■ **What the task requires**:
In the article below on Paramount Gold and Silver's San Miguel drilling results, transcribe the passage verbatim from "According to the" up to and including "of 1 to 60.".

■ **Excerpted passage**:
*** Block opens ***

Paramount Gold and Silver (TSX: PZG, Stock Forum) significantly advanced exploration at its 100%-owned San Miguel Project located in Northern Mexico when the company announced today that it had intersected high gold grades in the second drill hole on the newly discovered Dana structure.
According to the news release, the first hole, announced October 15, 2014, already encountered multiple intercepts of high grade silver and lower grade gold including an intersection of 157.1 g/t silver and 0.40 g/t gold over 3.6 metres containing assays of up to 659 g/t silver and 1.18 g/t gold. This led Paramount geologists to believe that higher gold grades would be discovered at lower elevations similar to the nearby, high grade, Don Ese Deposit.
DN-002 was drilled along strike 100 metres northwest of DN-001 to intersect the Dana structure 50 metres deeper, cutting a stock work zone with internal silicified breccia with an average grade of 3.79 g/t gold and 183 g/t silver over 5.4 metres. This amounts to a 6.84 g/t gold equivalent grade based on a gold-to-silver ratio of 1 to 60.
The new Dana structure runs 400 to 500 metres southwest of the Don Ese structure and parallel to it, and has a strike length potential of approximately one kilometre.
The company has made Dana a top priority for resource expansion by immediately moving a second core rig onto the target.
Company CEO, Christopher Crupi, commented on the returned assays, “The Dana structure represents a significant discovery. We think the Dana-Don Ese-Guadalupe area is likely to be the future of the Palmarejo district.”
Paramount was in the news recently when the Nevada-based company announced significantly expanding San Francisco bulk tonnage potential two days ago.

*** Block closes ***

■ **Dataset content**:

*** Block opens ***

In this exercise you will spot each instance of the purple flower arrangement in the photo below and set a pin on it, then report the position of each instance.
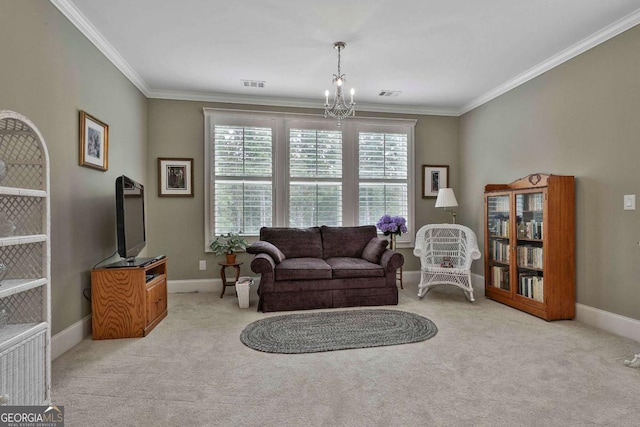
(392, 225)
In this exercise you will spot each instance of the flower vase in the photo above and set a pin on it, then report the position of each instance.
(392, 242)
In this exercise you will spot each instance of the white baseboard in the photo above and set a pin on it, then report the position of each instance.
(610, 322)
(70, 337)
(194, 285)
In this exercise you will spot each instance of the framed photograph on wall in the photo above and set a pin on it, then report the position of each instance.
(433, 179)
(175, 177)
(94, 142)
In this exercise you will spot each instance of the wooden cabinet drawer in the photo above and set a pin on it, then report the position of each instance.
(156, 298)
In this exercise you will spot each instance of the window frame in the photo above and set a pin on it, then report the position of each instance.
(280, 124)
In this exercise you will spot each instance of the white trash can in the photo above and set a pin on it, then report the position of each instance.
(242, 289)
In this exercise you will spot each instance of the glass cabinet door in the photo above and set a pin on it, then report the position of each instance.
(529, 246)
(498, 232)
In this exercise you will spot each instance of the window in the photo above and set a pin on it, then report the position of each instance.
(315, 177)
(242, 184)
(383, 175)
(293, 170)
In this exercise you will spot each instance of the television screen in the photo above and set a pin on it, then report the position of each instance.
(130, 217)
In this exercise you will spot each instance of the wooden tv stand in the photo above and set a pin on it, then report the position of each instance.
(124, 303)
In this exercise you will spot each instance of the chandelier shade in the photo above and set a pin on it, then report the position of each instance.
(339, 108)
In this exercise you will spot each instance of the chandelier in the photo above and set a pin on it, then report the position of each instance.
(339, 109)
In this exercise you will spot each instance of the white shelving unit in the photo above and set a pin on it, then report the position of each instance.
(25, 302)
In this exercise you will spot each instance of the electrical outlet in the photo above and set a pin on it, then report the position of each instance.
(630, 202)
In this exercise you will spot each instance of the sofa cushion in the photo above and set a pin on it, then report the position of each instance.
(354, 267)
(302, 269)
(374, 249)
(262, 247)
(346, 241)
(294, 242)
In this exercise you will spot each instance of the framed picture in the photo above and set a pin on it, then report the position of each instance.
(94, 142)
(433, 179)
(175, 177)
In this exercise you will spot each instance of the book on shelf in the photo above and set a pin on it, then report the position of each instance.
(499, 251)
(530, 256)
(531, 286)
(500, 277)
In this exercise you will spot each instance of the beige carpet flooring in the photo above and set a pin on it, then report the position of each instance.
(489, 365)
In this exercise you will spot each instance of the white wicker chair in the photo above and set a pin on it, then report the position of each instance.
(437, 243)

*** Block closes ***
*** Block opens ***

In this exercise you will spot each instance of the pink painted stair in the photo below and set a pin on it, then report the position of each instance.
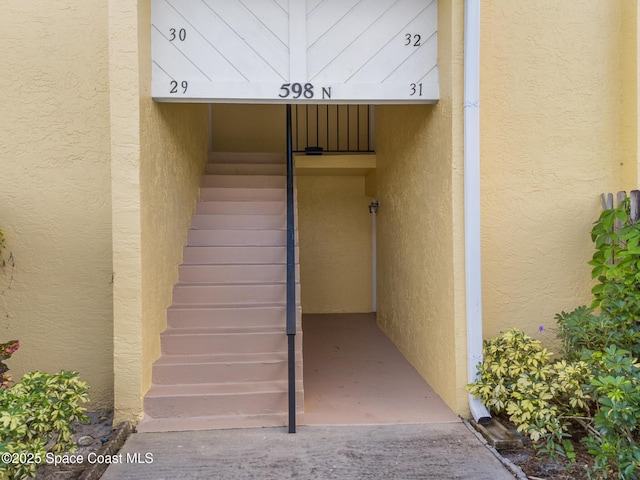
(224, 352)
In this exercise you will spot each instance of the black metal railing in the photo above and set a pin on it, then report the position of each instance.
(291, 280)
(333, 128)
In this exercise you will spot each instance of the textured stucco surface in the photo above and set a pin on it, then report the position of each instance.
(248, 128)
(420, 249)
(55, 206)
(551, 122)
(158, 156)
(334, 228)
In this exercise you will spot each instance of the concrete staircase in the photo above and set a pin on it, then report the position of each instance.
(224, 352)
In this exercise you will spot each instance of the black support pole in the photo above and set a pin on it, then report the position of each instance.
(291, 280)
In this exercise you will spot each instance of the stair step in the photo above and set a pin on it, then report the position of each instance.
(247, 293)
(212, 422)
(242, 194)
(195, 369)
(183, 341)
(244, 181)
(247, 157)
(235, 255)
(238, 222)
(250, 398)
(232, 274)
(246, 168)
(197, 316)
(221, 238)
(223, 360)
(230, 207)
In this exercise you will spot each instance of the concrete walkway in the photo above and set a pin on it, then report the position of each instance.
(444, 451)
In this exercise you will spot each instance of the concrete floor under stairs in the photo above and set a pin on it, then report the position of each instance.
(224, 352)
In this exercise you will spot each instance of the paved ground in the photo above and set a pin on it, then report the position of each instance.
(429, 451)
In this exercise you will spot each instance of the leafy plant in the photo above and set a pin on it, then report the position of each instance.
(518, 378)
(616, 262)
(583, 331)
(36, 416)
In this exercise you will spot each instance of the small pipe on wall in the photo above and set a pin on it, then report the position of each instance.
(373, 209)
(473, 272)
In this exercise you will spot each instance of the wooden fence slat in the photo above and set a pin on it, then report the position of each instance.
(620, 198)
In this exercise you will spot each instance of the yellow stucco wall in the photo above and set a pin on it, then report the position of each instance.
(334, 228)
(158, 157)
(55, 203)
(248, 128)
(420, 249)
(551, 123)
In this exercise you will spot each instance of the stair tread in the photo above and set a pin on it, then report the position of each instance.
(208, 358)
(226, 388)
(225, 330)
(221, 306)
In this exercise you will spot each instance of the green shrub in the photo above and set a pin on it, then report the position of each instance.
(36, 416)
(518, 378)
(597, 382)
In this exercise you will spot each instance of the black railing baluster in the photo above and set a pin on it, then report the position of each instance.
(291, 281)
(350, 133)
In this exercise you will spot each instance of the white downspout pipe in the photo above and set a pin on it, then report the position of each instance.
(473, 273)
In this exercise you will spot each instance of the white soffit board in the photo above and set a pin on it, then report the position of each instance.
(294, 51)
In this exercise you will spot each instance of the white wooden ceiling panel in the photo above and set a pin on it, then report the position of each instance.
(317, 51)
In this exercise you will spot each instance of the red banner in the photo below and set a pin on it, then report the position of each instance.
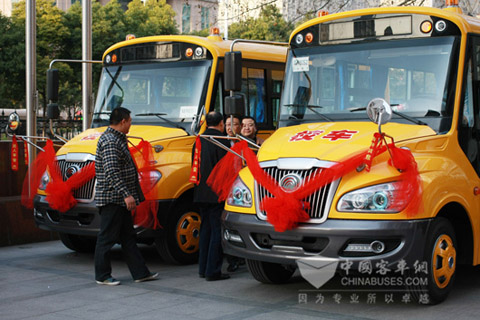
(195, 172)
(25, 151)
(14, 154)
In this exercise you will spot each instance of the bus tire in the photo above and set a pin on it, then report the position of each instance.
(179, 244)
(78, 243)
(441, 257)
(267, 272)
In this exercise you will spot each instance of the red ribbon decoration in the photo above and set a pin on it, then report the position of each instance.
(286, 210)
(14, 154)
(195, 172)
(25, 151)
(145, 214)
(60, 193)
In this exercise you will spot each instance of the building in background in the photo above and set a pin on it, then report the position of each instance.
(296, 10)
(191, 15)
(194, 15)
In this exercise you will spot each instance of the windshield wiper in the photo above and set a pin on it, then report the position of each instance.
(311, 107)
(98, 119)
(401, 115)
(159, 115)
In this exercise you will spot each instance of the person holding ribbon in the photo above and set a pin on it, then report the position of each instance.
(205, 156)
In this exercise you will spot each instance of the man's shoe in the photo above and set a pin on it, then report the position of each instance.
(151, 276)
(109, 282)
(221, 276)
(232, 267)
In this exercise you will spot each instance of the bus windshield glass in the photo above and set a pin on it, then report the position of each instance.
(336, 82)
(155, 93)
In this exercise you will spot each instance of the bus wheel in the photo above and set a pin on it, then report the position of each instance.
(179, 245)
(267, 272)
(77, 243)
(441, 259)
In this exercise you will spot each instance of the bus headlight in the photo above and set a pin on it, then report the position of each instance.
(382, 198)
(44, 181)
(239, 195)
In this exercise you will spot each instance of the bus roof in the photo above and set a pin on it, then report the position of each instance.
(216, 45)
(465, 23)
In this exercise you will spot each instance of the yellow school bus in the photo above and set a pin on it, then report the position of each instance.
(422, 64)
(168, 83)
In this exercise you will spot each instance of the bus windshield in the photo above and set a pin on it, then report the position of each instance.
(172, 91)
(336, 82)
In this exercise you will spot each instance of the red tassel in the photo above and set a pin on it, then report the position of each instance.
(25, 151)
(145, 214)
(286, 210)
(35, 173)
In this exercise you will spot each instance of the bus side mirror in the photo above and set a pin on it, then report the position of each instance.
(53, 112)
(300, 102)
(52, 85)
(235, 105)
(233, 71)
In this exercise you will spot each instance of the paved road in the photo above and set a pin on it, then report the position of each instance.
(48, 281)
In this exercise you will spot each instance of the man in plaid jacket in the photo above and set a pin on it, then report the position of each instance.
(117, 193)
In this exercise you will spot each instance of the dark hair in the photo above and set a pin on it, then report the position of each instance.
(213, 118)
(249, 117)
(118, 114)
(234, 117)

*** Block closes ***
*** Block opens ***

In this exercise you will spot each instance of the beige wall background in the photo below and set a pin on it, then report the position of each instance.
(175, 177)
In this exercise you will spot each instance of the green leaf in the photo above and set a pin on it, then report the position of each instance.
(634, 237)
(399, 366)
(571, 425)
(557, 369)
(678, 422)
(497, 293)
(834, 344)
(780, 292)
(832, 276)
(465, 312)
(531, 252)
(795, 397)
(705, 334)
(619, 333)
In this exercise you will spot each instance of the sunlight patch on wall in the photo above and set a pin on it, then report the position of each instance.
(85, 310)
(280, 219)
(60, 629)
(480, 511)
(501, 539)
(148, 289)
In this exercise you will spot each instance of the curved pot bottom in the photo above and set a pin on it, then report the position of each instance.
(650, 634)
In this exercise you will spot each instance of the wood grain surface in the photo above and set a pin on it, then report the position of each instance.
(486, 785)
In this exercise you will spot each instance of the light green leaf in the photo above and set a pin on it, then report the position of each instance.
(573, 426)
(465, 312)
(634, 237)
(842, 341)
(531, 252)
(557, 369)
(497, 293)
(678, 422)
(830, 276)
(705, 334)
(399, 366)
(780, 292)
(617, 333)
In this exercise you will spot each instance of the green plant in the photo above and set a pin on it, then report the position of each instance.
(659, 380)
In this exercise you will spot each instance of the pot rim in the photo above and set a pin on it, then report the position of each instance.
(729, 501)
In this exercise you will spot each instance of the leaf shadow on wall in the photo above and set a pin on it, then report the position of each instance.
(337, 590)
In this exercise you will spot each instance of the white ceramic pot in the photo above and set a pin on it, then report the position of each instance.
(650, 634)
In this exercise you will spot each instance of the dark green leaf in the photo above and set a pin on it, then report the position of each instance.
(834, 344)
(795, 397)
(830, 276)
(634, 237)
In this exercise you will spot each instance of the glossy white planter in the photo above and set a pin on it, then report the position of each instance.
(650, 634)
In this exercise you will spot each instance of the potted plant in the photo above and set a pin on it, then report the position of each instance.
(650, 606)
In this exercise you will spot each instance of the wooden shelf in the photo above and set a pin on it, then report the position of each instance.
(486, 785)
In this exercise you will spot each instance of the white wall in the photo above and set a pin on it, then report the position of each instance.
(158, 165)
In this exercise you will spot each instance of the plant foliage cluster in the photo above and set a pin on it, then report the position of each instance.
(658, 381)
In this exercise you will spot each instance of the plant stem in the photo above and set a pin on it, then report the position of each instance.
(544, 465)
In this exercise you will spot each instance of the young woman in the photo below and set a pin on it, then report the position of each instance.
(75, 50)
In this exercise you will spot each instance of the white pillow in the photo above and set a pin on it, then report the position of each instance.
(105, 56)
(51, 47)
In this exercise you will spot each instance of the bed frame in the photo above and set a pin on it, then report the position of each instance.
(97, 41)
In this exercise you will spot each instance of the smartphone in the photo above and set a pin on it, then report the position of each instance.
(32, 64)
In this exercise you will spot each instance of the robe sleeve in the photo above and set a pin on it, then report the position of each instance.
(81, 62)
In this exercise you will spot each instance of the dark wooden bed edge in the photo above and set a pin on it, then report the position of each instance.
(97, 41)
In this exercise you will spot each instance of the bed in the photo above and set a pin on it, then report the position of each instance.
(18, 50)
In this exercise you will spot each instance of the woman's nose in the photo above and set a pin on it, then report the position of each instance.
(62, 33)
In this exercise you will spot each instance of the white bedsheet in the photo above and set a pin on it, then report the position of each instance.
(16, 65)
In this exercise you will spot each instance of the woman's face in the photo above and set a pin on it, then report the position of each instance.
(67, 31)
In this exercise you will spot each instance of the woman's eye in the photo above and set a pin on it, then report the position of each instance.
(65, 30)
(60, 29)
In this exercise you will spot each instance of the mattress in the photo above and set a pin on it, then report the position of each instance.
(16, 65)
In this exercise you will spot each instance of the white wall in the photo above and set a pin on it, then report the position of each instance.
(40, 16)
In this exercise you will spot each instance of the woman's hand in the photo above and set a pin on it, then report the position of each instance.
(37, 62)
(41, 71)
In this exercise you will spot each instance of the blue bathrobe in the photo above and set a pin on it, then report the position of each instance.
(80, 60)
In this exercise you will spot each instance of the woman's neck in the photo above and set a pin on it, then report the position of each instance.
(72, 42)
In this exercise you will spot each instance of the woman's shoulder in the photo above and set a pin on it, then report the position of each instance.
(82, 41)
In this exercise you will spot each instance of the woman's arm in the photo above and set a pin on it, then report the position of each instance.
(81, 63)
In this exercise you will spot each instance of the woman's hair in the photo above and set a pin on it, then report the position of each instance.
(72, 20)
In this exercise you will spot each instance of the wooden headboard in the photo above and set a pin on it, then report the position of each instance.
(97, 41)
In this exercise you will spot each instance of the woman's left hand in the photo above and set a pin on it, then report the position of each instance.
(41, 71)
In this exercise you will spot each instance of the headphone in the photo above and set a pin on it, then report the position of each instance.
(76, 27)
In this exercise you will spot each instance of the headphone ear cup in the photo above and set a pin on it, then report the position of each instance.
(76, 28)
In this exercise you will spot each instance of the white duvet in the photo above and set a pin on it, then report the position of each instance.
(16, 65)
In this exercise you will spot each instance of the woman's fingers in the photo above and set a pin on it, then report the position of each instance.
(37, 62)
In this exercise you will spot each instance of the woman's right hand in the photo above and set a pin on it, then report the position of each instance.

*** Block closes ***

■ **Output of the task**:
According to the news release, the first hole, announced October 15, 2014, already encountered multiple intercepts of high grade silver and lower grade gold including an intersection of 157.1 g/t silver and 0.40 g/t gold over 3.6 metres containing assays of up to 659 g/t silver and 1.18 g/t gold. This led Paramount geologists to believe that higher gold grades would be discovered at lower elevations similar to the nearby, high grade, Don Ese Deposit.
DN-002 was drilled along strike 100 metres northwest of DN-001 to intersect the Dana structure 50 metres deeper, cutting a stock work zone with internal silicified breccia with an average grade of 3.79 g/t gold and 183 g/t silver over 5.4 metres. This amounts to a 6.84 g/t gold equivalent grade based on a gold-to-silver ratio of 1 to 60.